GOAL OF THE EXERCISE: Below are records; reproduce exactly the lines from the one that has "point(1311, 305)" through the one that has "Target: herb garnish", ends included, and nothing more.

Stored records
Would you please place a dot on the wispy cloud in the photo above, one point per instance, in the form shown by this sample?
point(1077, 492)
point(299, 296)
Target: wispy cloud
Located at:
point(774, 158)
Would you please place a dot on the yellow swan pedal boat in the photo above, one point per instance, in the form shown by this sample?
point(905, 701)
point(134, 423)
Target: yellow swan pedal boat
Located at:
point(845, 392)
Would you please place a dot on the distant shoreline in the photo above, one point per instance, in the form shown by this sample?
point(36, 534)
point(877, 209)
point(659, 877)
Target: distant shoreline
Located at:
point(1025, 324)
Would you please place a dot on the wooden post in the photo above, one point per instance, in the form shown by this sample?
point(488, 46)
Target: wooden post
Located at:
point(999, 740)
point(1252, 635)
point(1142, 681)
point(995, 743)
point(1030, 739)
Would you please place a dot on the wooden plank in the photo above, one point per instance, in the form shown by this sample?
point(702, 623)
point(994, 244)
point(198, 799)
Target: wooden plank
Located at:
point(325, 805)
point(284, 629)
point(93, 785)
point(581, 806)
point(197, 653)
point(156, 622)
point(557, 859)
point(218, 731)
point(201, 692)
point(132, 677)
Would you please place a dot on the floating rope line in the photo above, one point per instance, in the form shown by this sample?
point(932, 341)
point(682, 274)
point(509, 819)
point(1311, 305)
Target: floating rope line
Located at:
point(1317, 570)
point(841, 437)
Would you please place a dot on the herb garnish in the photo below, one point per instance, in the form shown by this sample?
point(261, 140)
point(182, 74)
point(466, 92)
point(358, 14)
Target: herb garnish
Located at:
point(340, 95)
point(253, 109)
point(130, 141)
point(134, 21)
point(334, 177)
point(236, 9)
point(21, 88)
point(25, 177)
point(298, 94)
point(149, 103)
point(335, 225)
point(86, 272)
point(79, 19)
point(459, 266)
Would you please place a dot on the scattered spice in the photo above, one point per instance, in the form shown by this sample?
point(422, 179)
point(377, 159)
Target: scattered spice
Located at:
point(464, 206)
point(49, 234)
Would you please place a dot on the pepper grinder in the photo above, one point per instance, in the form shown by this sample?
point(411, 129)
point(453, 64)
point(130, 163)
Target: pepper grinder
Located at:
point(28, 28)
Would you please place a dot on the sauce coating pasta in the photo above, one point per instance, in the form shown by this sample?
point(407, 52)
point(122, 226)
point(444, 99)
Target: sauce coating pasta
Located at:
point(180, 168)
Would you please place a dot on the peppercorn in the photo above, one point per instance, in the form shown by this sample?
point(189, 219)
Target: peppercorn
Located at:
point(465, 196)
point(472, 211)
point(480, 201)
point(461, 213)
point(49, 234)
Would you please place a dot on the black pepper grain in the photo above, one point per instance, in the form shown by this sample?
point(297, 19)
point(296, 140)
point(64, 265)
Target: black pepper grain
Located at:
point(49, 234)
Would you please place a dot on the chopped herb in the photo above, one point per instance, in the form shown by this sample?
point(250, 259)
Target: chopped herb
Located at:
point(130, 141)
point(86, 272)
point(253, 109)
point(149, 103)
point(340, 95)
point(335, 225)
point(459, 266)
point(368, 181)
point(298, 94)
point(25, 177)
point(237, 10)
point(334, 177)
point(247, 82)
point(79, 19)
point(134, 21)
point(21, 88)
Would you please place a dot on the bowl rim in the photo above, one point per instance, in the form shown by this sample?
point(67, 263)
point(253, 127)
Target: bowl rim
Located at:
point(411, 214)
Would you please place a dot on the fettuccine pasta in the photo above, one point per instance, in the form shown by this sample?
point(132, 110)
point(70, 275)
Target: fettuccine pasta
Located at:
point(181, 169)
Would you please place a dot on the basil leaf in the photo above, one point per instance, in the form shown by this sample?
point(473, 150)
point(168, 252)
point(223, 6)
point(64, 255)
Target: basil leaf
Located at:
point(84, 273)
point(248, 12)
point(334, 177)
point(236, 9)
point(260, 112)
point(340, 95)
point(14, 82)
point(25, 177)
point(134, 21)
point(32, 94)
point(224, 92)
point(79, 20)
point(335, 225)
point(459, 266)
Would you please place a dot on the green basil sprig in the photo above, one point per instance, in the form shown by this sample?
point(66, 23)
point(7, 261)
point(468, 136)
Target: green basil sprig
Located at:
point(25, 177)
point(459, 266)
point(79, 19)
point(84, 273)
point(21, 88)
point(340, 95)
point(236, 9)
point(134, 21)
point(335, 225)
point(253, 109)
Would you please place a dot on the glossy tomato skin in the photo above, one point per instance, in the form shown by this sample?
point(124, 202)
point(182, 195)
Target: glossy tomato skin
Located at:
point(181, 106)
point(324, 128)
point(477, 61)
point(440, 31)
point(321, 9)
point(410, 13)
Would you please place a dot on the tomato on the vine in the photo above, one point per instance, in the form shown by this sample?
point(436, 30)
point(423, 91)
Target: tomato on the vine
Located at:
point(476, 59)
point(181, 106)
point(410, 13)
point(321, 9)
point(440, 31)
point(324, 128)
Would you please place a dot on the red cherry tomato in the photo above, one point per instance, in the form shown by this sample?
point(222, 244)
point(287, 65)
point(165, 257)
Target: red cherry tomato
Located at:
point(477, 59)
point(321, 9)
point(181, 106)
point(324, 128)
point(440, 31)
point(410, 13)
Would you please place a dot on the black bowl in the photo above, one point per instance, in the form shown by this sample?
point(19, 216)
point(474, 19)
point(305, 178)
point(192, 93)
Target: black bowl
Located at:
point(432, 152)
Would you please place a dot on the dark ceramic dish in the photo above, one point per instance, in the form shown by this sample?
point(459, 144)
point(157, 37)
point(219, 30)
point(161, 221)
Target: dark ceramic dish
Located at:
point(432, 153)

SOLUTION TO THIS TASK:
point(1311, 305)
Target: floating rope line
Located at:
point(1317, 570)
point(841, 437)
Would you please place a dot on the herb garnish in the photo below, one point per instance, in the form shown by this sample?
point(261, 140)
point(182, 74)
point(466, 92)
point(358, 14)
Target: herb garnish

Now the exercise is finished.